──────── SOURCE TEXT ────────

For the reasons discussed above, diagnostic kits according to the present invention include test strip calibration codes and geometric regions that have been optimally distributed across a multi-dimensional calibration parameter space. Such optimization involves properly defining an increment of resolution for the test strip calibration codes and the shape (e.g., boundary) of the geometric region represented by each test strip calibration code in order to optimally reduce quantization error while minimizing the number of test strip calibration codes. Examples of suitable geometric regions are hexagons, parallelograms, rectangles, and other like polygonal structures.
A diagnostic kit for measuring a characteristic of a fluid sample according to an exemplary embodiment of the present invention includes a test strip and device (such as a hand-held meter) for measuring a property or properties (e.g., an optical or electrochemical property) of the test strip. The device also calculates a characteristic (e.g., PT and INR) of a fluid sample applied to the test strip, based on the measured property or properties of the test strip.

────────

■ USING THE INFORMATION
1. Answer these about the diagnostic kit text:
(a) What shapes are given as examples of suitable geometric regions?
(b) What example of a measuring device does it give?
(c) What characteristics of a fluid sample are given as examples of what the device calculates?
2. Print the part of the diagnostic kit text between "For the reasons" and "like polygonal structures.", inclusive, with no changes.
You won't need the data that comes next.

──────── SUPPLIED RECORDS ────────

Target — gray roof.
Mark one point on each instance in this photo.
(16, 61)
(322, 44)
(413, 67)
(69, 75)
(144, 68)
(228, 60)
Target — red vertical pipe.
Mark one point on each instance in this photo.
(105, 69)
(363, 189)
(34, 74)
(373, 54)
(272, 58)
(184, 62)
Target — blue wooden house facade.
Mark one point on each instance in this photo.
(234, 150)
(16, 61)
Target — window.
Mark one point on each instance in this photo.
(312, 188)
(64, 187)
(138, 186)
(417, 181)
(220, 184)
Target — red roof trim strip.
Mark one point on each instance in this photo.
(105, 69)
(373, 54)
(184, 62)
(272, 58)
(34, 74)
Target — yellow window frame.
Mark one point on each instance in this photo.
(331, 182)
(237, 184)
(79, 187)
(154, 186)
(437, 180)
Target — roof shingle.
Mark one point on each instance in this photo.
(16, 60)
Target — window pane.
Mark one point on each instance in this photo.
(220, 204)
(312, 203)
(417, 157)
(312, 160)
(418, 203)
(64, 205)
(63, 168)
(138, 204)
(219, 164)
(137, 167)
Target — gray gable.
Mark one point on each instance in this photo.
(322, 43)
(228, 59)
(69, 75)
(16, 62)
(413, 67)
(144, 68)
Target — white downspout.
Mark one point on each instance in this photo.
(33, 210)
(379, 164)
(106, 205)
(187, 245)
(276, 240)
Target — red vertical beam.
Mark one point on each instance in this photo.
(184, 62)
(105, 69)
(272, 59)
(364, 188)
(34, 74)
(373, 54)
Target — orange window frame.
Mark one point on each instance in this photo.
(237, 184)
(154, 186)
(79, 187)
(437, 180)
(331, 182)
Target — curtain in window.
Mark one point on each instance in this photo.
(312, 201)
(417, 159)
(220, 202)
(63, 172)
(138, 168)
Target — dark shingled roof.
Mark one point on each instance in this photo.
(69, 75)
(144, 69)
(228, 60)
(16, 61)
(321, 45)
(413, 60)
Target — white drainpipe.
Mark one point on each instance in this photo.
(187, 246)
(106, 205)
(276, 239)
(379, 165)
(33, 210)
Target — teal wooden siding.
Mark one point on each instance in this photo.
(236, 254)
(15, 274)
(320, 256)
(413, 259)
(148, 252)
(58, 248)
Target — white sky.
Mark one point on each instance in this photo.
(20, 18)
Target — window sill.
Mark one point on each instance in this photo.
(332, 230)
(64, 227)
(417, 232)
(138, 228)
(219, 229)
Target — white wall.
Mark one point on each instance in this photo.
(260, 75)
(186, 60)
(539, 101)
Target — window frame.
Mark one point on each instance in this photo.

────────

■ RESPONSES PER TASK
1.
(a) Hexagons, parallelograms, rectangles, and other like polygonal structures.
(b) A hand-held meter.
(c) PT and INR.

2.
For the reasons discussed above, diagnostic kits according to the present invention include test strip calibration codes and geometric regions that have been optimally distributed across a multi-dimensional calibration parameter space. Such optimization involves properly defining an increment of resolution for the test strip calibration codes and the shape (e.g., boundary) of the geometric region represented by each test strip calibration code in order to optimally reduce quantization error while minimizing the number of test strip calibration codes. Examples of suitable geometric regions are hexagons, parallelograms, rectangles, and other like polygonal structures.